■ TEXTO DE ORIGEN ■
• • • • • • •
Dice Wikipedia, respecto de la batalla cultural que “el objetivo era alcanzar la hegemonía ideológica, un término tomado prestado del marxista italiano Antonio Gramsci” y no parece tan desacertado.
Dice la filosofía clásica -por llamarla de algún modo- empezando por Aristóteles que todo en la naturaleza, en el cosmos, se desarrolla por lenta maduración. Por caso, un niño no pasa a adulto por “revolución” sino por evolución secuencial intrínseca, es decir, desarrollo propio, interno, de la persona.
Y esto se traslada a la sociedad que madura por lenta evolución. Este es el motivo por el cual los “genios” generalmente son repudiados al principio, porque proponen avances para los que la sociedad no está preparada, sino que admite tiempo después de una larga maduración. Einstein y muchos otros “genios” fueron, inicialmente, tomados por locos.
Por otro lado, dice Aristóteles y toda la filosofía “clásica” que la violencia siempre va contra el desarrollo natural es, precisamente, es una fuerza extrínseca que pretende desviar la espontaneidad intrínseca de los seres.
Así las cosas, toda maduración intelectual, formativa, cultural tanto de las personas como de las sociedades, no puede ser sino el resultado de lento desarrollo. Jamás una revolución, una batalla, y mucho menos realizada desde el Estado, cuya definición es “el monopolio de la violencia” sin el cual no existiría, no podría recaudar impuestos y solo sería otra entidad privada.
Toda imposición coactiva desde el Estado, o de cualquier lugar, termina siendo incoherente cuando no contradictoria. La “batalla cultural” de Trump, sobre todo contra la ideología “woke”, está creando una oposición subyacente que podría provocar en el mediano plazo un efecto bumerang. Cosas tan grotescas como que la heredera al trono belga podría tener que abandonar la Universidad de Harvard, debido a restricciones impuestas por el presidente de los EE.UU., no pasarán desapercibidas.
En el club de nuevos amigos de “la batalla cultural” está Milei, que se va uniendo a los “Avengers”. Aunque lo del argentino pasa más por la ideología económica. Y, sin dudas, está creando el efecto contrario.
• • • • • • •
■ DATOS PROPORCIONADOS ■
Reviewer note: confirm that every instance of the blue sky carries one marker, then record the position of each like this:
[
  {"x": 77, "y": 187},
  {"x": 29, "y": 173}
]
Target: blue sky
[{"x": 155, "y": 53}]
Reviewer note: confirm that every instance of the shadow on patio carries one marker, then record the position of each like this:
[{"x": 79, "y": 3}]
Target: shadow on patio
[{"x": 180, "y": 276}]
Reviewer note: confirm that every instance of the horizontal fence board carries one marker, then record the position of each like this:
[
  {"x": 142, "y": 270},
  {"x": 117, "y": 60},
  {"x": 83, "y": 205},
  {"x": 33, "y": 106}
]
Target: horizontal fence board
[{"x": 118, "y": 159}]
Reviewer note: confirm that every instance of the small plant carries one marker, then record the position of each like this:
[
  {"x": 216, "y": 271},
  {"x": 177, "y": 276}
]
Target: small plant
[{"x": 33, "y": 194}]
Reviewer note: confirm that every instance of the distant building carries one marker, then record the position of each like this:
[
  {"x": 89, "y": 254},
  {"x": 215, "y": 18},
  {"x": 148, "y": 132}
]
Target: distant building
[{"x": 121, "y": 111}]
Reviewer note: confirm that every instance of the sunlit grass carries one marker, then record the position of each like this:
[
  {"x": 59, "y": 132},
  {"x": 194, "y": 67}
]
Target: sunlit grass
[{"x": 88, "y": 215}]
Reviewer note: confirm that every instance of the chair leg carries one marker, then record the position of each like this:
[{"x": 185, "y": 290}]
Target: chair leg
• • • • • • •
■ LISTA DE TAREAS ■
**A)** Según el texto sobre la batalla cultural, ¿de quién se tomó prestado el término "hegemonía ideológica"?
**B)** Reproduce literalmente el fragmento del texto sobre la batalla cultural que va desde "Y esto se traslada" hasta "de los seres.".
**C)** Prosigue el texto sobre la batalla cultural a partir de su última oración.

■ RESPUESTAS EN ORDEN ■
**A)** Del marxista italiano Antonio Gramsci.

**B)**
Y esto se traslada a la sociedad que madura por lenta evolución. Este es el motivo por el cual los “genios” generalmente son repudiados al principio, porque proponen avances para los que la sociedad no está preparada, sino que admite tiempo después de una larga maduración. Einstein y muchos otros “genios” fueron, inicialmente, tomados por locos.
Por otro lado, dice Aristóteles y toda la filosofía “clásica” que la violencia siempre va contra el desarrollo natural es, precisamente, es una fuerza extrínseca que pretende desviar la espontaneidad intrínseca de los seres.

**C)**
En la ciudad argentina de Ushuaia ganó las elecciones presidenciales y, sin embargo, hoy es altamente repudiado por hacer políticas “liberales”. En otras palabras, sus electores nunca creyeron realmente en la libertad y no creen hoy tampoco.
En cambio, muchos “académicos” -hoy sabemos que son solo propagandistas ya que sus fundamentos están trastabillando- que se decían promercado libre, han justificado, por ejemplo, el Cepo -el fuerte control del mercado de cambios de moneda extranjera- argumentando que es solo «circunstancial». Traducido, sería bueno violar al mercado libre “temporalmente”, o sea, es bueno violar el mercado libre, “de vez en cuando”.
Han justificado también, créase o no, el aumento «circunstancial» de impuestos. Y, gracias al íntimo amigo de Milei, Donald Trump muchos de estos “académicos” han involucionado al siglo XVII cuando imperaba el mercantilismo.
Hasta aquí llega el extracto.